----- Verilen alıntı -----

22 Nisan 2009 Çarşamba

CERRAH SUiKASTI BiLiYORDU

Hrant Dink öldürülmeden önce Trabzon Emniyeti ve Jandarması tarafından defalarca uyarılan, ancak hiçbir girişimde bulunmayan İstanbul Emniyet Müdürü Celalettin Cerrah, artık yeni bir iddiayla karşı karşıya: “Cerrah cinayeti biliyordu.” Cerrah’ın da aralarında bulunduğu 5 kamu görevlisinin dinlenmesini isteyen Dink ailesi avukatlarının ‘adalet’ talebi ise, yine reddedildi.

----- Sağlanan veriler -----

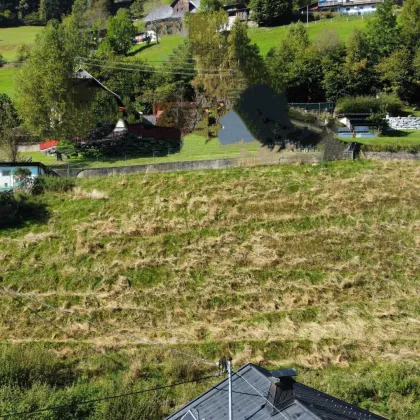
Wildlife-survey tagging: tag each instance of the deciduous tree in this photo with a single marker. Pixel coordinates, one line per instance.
(271, 12)
(121, 32)
(50, 101)
(383, 32)
(410, 22)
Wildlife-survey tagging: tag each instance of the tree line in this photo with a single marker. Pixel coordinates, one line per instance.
(39, 12)
(210, 69)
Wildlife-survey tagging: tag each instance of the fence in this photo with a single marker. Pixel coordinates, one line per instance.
(274, 159)
(314, 107)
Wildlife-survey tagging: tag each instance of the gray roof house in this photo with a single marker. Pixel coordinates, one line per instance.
(260, 394)
(176, 10)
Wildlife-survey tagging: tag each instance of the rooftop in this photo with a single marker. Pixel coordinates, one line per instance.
(260, 394)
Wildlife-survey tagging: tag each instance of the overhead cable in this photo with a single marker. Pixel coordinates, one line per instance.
(96, 400)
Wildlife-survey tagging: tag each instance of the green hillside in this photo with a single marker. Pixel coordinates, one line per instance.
(158, 52)
(314, 267)
(7, 82)
(12, 38)
(267, 38)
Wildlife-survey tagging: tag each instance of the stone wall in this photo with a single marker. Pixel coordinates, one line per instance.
(391, 155)
(276, 158)
(404, 123)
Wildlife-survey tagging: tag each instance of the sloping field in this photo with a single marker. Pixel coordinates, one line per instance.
(7, 81)
(315, 267)
(267, 38)
(12, 38)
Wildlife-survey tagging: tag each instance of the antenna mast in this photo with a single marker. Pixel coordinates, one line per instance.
(230, 388)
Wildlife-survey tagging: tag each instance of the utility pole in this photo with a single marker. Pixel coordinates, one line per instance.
(230, 388)
(307, 15)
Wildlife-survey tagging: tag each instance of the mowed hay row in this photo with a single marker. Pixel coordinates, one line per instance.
(326, 255)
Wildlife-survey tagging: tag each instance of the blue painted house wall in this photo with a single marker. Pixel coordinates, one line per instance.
(7, 180)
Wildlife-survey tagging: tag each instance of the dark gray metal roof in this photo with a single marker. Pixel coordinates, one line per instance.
(162, 12)
(167, 11)
(250, 387)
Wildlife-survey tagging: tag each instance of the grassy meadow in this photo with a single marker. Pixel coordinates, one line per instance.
(12, 38)
(315, 267)
(7, 81)
(157, 52)
(267, 38)
(195, 147)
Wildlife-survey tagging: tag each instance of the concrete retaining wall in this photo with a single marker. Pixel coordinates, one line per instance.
(283, 158)
(391, 155)
(404, 123)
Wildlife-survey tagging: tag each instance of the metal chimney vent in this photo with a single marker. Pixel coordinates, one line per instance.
(281, 393)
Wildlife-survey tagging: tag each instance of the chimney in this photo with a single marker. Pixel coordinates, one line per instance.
(281, 393)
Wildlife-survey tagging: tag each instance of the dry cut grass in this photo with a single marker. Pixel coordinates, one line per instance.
(314, 266)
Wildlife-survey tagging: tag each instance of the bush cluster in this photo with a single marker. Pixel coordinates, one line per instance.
(392, 148)
(369, 104)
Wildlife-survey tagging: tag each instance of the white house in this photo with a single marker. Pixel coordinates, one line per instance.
(8, 181)
(345, 7)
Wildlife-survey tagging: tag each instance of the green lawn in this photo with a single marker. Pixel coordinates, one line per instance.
(398, 138)
(7, 81)
(157, 52)
(195, 148)
(266, 38)
(11, 38)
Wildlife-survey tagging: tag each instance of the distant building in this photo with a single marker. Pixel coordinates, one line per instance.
(148, 36)
(9, 182)
(237, 11)
(345, 7)
(260, 394)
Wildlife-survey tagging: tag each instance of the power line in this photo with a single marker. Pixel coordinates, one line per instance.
(107, 329)
(111, 397)
(187, 72)
(143, 66)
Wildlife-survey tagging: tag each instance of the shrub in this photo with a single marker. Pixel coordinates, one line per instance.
(393, 148)
(33, 19)
(47, 183)
(23, 52)
(369, 104)
(379, 122)
(307, 117)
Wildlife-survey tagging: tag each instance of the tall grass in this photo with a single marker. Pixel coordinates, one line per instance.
(308, 266)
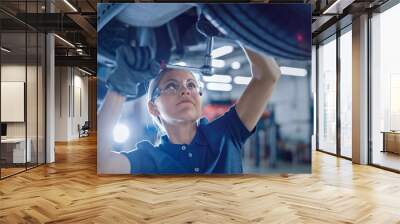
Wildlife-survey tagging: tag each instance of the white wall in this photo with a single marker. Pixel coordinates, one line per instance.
(70, 83)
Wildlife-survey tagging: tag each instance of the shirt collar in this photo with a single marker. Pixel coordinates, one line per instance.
(198, 139)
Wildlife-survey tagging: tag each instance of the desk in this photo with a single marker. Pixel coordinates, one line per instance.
(17, 150)
(391, 142)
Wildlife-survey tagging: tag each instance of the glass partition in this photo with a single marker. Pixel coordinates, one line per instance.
(346, 92)
(327, 95)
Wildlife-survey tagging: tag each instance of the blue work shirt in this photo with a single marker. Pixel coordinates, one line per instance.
(215, 148)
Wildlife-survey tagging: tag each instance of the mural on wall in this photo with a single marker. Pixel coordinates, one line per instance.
(204, 88)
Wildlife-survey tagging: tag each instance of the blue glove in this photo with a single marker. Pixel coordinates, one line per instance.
(134, 67)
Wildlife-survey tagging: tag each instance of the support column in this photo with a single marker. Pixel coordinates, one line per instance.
(360, 90)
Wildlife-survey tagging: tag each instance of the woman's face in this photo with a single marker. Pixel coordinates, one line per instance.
(185, 105)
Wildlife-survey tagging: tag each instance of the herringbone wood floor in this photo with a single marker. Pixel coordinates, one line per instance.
(70, 191)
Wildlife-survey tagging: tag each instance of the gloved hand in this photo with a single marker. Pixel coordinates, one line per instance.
(134, 66)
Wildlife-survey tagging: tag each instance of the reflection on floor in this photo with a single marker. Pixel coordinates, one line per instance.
(386, 159)
(12, 169)
(70, 191)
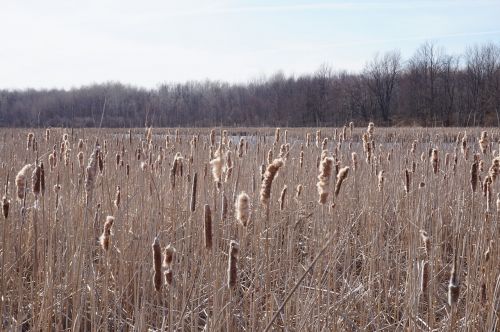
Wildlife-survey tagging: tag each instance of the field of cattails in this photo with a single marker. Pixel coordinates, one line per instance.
(336, 229)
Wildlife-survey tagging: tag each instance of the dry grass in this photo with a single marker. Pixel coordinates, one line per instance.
(361, 261)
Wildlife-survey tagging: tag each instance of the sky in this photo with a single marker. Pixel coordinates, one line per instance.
(67, 43)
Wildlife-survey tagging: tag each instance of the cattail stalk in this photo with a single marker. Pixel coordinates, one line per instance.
(208, 226)
(157, 264)
(232, 266)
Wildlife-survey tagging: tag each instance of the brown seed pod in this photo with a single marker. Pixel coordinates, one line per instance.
(208, 226)
(269, 175)
(21, 181)
(325, 172)
(157, 264)
(243, 208)
(5, 207)
(105, 238)
(341, 176)
(232, 268)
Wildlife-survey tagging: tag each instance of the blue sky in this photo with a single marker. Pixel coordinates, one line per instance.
(68, 43)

-----

_Alıştırma_. Celalettin Cerrah ve Dink cinayetiyle ilgili haberin devamını yazar mısınız? Bu verilere ihtiyacınız olmayacak.

_Yanıt aşağıda_.
Agos Gazetesi Genel Yayın Yönetmeni Hrant Dink’in öldürülmesine ilişkin davasının 9’uncu duruşması, dün saat 11.15 sularında başladı. Duruşmaya tutuklu sanıklar tetikçi Ogün Samast, Ersin Yolcu, Ahmet İskender ve tutuksuz sanık Mustafa Öztürk katıldı. Azmettirici Yasin Hayal ile polis muhbiri Erhan Tuncel, önceki duruşmada kavga ettikleri ve ceza aldıkları için duruşmaya katılmadı. Paris Barosu tarafından görevlendirilen Fransız Avukatlar Birliği (AFAJA) üyesi 5 avukat ve Dink ailesinin yanı sıra, birçok sanatçı, politikacı ve basın mensubu duruşmayı izledi. 28 Ekim 2008’de mahkemeye dilekçe gönderip tanıklık etmek istediklerini belirten Silivri Cezaevi’nde kalan 5 tutuklu, duruşmaya geldi.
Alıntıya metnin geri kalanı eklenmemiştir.